### What needs to be done
Can you reproduce, word for word, the records from the line with "Where can you spot the wooden" to the line with "pixel 482 493", both of those lines included, and give nothing else?

### Material provided
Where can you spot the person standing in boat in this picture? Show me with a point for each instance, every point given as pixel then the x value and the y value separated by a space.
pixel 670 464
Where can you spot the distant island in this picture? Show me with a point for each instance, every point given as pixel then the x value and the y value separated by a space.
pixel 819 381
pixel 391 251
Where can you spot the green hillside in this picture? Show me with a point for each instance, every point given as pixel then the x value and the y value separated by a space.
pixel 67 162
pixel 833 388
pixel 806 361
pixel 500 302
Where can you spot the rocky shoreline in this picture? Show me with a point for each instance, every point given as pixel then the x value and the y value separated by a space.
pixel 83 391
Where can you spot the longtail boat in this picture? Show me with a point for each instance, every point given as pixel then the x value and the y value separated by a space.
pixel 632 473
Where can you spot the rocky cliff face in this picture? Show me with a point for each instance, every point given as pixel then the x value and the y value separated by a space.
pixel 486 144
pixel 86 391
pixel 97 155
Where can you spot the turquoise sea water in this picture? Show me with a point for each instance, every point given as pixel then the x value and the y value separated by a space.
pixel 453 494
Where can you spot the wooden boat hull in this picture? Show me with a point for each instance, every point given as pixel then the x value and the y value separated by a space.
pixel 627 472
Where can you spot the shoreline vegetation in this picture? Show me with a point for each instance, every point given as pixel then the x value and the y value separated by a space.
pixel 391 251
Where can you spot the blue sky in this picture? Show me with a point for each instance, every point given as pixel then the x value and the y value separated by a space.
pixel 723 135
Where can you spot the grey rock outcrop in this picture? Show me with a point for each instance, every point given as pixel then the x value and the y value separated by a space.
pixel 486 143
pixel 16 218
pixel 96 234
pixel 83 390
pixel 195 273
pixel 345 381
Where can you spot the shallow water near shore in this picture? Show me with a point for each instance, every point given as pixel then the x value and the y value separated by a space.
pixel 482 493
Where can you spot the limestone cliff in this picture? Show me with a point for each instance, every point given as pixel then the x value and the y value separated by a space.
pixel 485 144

...

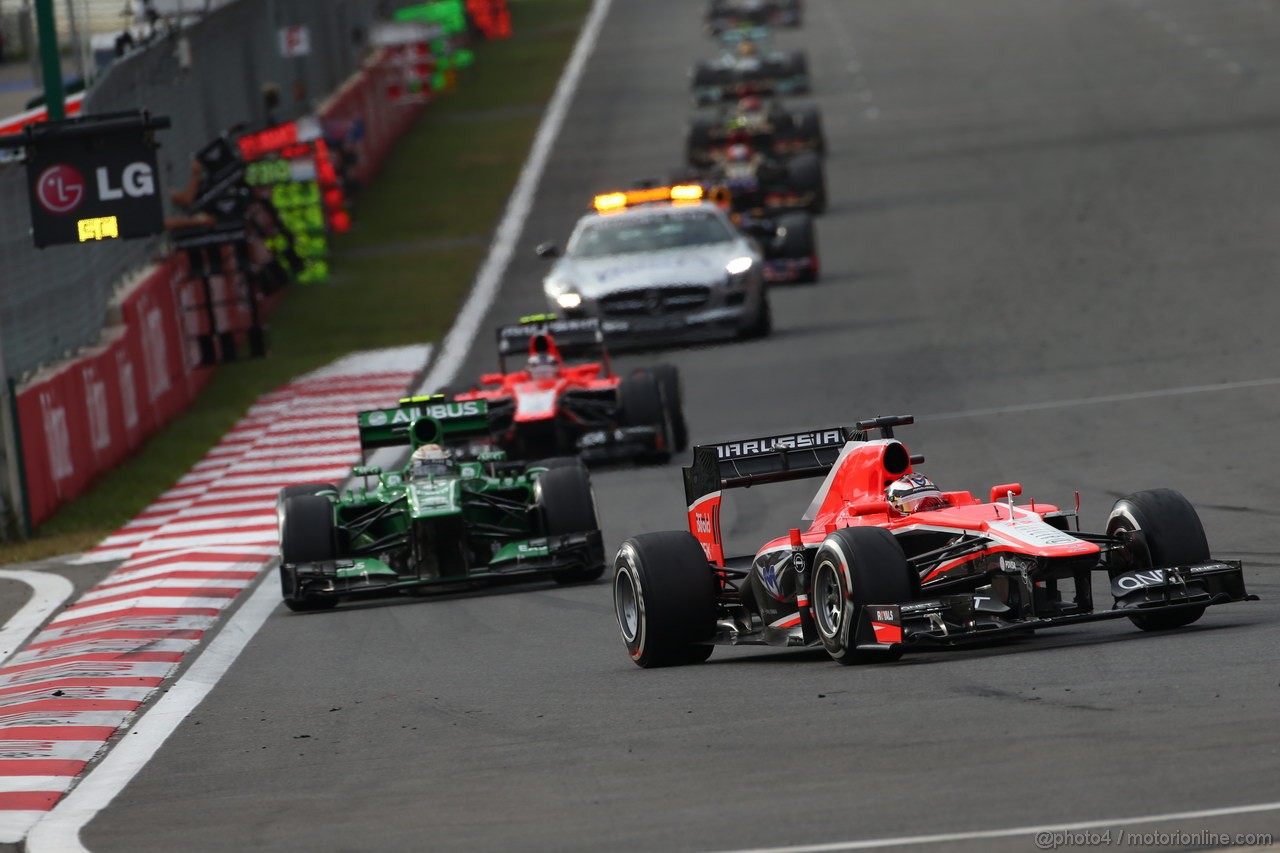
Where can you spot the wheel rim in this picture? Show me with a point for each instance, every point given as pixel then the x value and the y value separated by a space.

### Solution
Where can you spot the wooden boat hull in this picture? Show me with a point for each instance, every point given as pixel then the x value and the y value separated by a space.
pixel 627 472
Where can you spot the shoreline vegetation in this picture? Show me with a point for each instance, every point given as pixel then the x value and the y value separated by a space.
pixel 391 251
Where can you spot the blue sky in this picture? Show me with a point for each instance, every point given as pixel then the x value and the y value separated by a space.
pixel 723 135
Where can you spot the grey rock outcrop in this picture? Show me with a point for each instance, every point given as pixel then the x value and the y value separated by a space.
pixel 486 143
pixel 16 218
pixel 96 234
pixel 83 390
pixel 195 273
pixel 345 381
Where can you spot the shallow water near shore in this picture? Show me with a point for each instance, every point given as pixel then the x value and the y value separated by a space.
pixel 482 493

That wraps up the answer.